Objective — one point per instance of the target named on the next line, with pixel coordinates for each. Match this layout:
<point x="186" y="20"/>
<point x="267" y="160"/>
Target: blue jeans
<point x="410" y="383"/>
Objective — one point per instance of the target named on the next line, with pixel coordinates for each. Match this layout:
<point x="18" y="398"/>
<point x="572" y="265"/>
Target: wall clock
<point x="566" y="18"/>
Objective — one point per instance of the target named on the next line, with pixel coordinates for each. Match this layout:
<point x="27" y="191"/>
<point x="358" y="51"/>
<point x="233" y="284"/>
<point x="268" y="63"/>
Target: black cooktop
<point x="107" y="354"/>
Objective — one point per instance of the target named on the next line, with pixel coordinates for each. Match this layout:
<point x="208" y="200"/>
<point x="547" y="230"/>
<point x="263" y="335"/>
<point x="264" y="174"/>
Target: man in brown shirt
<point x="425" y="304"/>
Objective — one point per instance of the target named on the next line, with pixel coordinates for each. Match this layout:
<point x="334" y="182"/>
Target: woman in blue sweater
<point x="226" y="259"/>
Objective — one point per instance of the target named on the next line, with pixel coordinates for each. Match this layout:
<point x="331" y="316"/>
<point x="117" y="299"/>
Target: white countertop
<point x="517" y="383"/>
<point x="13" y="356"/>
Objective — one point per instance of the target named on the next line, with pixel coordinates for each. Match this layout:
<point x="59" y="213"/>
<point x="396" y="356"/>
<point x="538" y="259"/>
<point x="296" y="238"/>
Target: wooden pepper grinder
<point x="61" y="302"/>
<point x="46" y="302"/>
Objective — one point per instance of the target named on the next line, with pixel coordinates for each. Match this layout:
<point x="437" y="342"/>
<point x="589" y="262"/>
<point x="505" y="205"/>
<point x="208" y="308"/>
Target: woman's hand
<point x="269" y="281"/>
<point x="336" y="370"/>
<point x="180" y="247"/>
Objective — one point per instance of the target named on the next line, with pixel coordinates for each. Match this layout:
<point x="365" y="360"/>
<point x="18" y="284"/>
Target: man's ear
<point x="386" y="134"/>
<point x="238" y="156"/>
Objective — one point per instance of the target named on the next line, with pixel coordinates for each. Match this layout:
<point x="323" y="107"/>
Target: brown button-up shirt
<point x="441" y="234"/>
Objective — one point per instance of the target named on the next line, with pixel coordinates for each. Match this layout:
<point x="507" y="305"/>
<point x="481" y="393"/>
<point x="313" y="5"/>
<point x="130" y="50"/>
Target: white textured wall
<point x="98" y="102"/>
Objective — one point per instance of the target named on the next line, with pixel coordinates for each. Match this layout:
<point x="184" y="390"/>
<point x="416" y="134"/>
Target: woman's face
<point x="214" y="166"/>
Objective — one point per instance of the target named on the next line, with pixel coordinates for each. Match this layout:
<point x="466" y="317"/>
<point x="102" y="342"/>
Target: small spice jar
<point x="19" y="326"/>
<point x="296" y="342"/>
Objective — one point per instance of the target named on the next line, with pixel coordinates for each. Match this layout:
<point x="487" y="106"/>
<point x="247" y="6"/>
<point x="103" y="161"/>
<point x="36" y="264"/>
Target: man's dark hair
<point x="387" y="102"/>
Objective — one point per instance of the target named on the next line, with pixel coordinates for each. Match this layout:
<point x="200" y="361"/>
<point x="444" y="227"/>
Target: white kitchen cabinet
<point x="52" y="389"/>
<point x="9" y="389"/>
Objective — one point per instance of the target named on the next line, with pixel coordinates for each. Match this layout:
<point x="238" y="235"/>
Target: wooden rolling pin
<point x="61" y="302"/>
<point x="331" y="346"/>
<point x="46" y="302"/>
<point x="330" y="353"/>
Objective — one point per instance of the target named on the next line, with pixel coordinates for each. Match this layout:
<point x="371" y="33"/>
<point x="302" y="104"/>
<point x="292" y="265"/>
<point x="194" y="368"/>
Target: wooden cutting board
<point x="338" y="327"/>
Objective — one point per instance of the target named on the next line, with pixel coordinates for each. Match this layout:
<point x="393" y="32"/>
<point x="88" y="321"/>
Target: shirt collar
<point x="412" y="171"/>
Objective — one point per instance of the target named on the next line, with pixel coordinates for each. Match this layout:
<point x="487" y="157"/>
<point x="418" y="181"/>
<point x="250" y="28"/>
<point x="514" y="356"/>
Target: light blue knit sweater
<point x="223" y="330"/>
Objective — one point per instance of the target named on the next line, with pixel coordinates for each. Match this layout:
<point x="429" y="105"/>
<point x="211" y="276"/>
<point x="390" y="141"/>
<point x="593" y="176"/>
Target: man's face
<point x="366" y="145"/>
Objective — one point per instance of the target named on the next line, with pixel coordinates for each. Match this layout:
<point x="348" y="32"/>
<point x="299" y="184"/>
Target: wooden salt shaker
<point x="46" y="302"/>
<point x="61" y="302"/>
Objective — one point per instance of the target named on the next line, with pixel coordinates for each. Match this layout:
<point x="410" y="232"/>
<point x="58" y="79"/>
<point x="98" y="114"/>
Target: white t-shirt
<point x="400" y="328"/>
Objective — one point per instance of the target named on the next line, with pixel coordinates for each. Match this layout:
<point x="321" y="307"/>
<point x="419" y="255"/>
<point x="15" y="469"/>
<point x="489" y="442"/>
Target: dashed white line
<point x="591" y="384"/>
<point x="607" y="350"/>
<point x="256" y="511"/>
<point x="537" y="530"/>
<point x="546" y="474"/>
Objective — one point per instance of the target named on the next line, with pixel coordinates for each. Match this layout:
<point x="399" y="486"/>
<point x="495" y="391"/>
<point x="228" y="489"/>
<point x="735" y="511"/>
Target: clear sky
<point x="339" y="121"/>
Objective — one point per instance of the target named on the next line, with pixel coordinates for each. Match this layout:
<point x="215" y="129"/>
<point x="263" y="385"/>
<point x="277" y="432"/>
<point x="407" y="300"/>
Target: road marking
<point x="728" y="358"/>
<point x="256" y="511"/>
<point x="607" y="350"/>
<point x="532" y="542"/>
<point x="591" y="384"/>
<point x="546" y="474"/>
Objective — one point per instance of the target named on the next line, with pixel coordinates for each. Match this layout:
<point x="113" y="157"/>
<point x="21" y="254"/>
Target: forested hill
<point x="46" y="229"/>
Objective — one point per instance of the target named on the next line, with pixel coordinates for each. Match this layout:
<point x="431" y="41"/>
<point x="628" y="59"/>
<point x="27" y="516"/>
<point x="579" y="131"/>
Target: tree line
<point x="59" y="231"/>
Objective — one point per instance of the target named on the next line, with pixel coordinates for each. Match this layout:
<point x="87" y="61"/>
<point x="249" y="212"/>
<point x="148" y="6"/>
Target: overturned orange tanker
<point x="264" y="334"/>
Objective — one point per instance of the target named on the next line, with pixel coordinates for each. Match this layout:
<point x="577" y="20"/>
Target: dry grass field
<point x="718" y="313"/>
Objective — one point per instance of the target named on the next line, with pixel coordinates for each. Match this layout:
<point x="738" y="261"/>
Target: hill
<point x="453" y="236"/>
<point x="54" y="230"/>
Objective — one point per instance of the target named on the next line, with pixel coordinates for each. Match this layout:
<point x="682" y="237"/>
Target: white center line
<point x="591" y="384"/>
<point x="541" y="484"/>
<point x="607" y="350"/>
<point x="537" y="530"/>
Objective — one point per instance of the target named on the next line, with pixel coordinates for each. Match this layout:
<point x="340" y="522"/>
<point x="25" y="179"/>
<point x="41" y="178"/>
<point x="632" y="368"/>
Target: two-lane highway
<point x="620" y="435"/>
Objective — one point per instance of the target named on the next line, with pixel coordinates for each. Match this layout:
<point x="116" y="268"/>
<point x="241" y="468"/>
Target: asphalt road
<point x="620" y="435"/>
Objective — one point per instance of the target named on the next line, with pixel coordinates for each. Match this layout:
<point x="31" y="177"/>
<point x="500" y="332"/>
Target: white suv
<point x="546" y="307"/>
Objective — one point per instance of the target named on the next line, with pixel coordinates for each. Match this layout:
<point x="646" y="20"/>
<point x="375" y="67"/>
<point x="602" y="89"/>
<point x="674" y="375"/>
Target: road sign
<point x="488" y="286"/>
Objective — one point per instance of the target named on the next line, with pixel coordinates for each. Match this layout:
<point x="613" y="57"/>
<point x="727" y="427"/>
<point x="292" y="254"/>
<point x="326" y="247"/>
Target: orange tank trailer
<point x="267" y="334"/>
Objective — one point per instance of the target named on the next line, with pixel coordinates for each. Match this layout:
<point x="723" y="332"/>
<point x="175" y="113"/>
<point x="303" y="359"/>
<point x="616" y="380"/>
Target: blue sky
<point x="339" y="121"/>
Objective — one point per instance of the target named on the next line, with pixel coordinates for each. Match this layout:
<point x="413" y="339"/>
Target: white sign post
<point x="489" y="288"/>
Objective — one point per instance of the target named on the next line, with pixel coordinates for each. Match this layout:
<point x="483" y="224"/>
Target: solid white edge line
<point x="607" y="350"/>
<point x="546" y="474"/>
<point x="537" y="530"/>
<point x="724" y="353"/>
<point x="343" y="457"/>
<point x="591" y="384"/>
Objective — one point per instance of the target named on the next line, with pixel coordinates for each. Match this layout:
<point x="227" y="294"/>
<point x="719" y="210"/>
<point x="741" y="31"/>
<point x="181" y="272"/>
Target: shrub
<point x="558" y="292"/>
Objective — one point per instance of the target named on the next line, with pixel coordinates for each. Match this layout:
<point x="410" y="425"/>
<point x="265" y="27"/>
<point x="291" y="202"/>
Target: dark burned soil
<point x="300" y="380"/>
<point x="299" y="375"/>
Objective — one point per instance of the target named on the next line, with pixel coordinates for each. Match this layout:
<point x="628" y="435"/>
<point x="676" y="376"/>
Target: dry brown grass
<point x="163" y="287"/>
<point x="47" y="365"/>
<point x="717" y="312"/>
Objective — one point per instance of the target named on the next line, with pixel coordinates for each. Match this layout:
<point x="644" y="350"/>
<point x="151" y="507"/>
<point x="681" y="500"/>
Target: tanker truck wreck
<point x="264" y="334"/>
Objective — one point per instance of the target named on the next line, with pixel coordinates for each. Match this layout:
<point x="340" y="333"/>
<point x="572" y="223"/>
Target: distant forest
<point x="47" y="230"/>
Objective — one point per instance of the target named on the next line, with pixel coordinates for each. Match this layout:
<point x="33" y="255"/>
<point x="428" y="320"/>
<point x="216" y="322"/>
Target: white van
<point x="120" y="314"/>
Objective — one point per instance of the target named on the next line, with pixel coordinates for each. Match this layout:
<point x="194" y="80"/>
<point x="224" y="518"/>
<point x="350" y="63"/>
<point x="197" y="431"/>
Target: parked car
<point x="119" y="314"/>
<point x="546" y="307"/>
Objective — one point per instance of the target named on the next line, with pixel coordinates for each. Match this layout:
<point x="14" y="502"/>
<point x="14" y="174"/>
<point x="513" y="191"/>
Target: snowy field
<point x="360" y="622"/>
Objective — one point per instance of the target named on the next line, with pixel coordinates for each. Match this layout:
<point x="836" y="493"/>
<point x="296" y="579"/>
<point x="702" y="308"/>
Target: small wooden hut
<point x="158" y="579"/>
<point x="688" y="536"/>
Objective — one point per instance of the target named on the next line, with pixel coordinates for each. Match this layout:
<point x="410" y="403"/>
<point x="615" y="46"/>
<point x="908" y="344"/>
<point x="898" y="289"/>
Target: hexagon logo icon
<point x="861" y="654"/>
○ ○ ○
# [Direction]
Locate and copy each line of the records containing the word "grass"; case counts.

# [Task output]
Target: dry grass field
Target: dry brown grass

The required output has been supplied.